TEXT SHOWN
((
Matt and I will be transporting them. We will need roughly $375 fuel for transport and a little for Health Certificates and needed blood work for transport. So we are looking at between $400 – $500 to secure these three great homes.
(Unfortunately it won’t reduce our monthly board as they have been at Chilly Pepper – Miracle Mustang and we do not receive any funds for “boarding” even though they were part of the 55)”. ) But it will certainly be a reduction for feed expenses and leave me more time to help gentle other wild ones and care for the upcoming orphans.) Finding them homes is the biggest blessing ever :)
IF we don’t get a call to Yakima or OR for orphans while we are out, it will be about 1600 miles round trip. We normally average around 10 miles to the gallon with a little less efficiency in the mountains, sometimes closer to 7 or 8 mpg. when pulling the heavy trailer. As always, we will be “camping” on the way whenever possible and cooking out of the trailer for the most part. The average fuel price in NV is about $2.25 a gallon for diesel, and although it is more here, we will be doing most of the driving going through NV.
EVEN BETTER NEWS – Our Angel (Kim) in Idaho is planning to take 10 of the Wild Ones that we are currently supporting in NV. This move is planned for approximately 2 months down the road, after they beef up their fencing on the large acreage. Then Kim told me of a rescue she did and it left me in tears.
“I drive truck, and while driving in North Dakota for the oil fields I parked at an auction where they were unloading a trailer full of horses. There were 5, one pregnant with a foal by her side. I walked up and said so they are auctioning off these horse today? and the man said yes, for 23 cents per pound. So I bought them all and leased 5 acres until I could make arrangements to get them here. Here’s where the rescue started. They were what started it all for me.”__
They have rescued and re-homed many horses since that day.
))
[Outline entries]
((
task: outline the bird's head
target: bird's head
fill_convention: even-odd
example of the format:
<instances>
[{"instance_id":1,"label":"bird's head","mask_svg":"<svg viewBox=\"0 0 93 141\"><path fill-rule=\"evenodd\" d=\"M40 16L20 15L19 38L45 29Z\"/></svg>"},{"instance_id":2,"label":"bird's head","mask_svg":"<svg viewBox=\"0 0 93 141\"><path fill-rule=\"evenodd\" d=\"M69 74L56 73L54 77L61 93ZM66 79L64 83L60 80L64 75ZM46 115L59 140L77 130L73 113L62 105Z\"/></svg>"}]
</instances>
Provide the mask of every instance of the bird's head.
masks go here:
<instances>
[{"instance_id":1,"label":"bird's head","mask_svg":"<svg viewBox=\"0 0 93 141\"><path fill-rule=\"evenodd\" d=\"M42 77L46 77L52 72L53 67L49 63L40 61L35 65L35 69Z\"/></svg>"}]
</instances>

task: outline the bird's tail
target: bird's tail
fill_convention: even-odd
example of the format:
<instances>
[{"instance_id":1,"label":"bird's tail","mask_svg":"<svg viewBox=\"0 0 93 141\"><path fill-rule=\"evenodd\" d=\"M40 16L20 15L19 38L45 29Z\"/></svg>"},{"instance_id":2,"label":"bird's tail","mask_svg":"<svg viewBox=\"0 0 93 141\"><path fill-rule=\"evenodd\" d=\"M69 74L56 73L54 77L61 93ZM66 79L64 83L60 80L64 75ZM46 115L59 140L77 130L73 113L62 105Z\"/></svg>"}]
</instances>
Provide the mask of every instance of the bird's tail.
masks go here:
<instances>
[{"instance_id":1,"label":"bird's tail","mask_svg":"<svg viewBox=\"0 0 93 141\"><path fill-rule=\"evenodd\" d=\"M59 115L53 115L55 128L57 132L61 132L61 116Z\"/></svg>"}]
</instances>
))
DO THIS
How would you extend the horse rescue text past its last sentence? None of the entries are needed here.

ANSWER TO THE PROBLEM
So you can imagine how excited I was when she said we could bring the babies now and 10 more in a month or two. This is what we need. To move these horses down the road to safe and loving folks.
Of course I have my own tears too. It is so heartwarming to find someone with such a beautiful heart, but once again I am taking my babies and leaving them with someone else. No matter how wonderful it is for them, it still breaks your heart when you have spent the time with them and have grown to love them so much. So it is bittersweet as always. You just can’t keep every one that you save, and this is what we do – find homes for them so they can have the future they deserve. But it still breaks your heart each and every time – even knowing that there will be more around the corner. How wonderful it will be when the day comes where there won’t be more around the corner, and we can all rest easy. That would be the miracle.
We so appreciate everyone who is part of this rescue and helping us keep these horses safe. Please share far and wide so we can continue to find forever homes for these horses. We also have a possible home for more of the wild ones in Virginia. We are working on that – who knew there were angels everywhere? With so many people in the United States, we only need a few to step up and help us place the remaining horses. Together we CAN do it!!
If you want to help You can go to You caring – https://www.youcaring.com/let-em-run-foundation-for-55-wild-horses-orphaned-foals-415297 to help us save these horses.
You can donate via check at Chilly Pepper – Miracle Mustang, 34694 Sidebottom Rd., Shingletown, CA 96088
530 474-5197 If you are interested in visiting or adopting one of these beautiful horses.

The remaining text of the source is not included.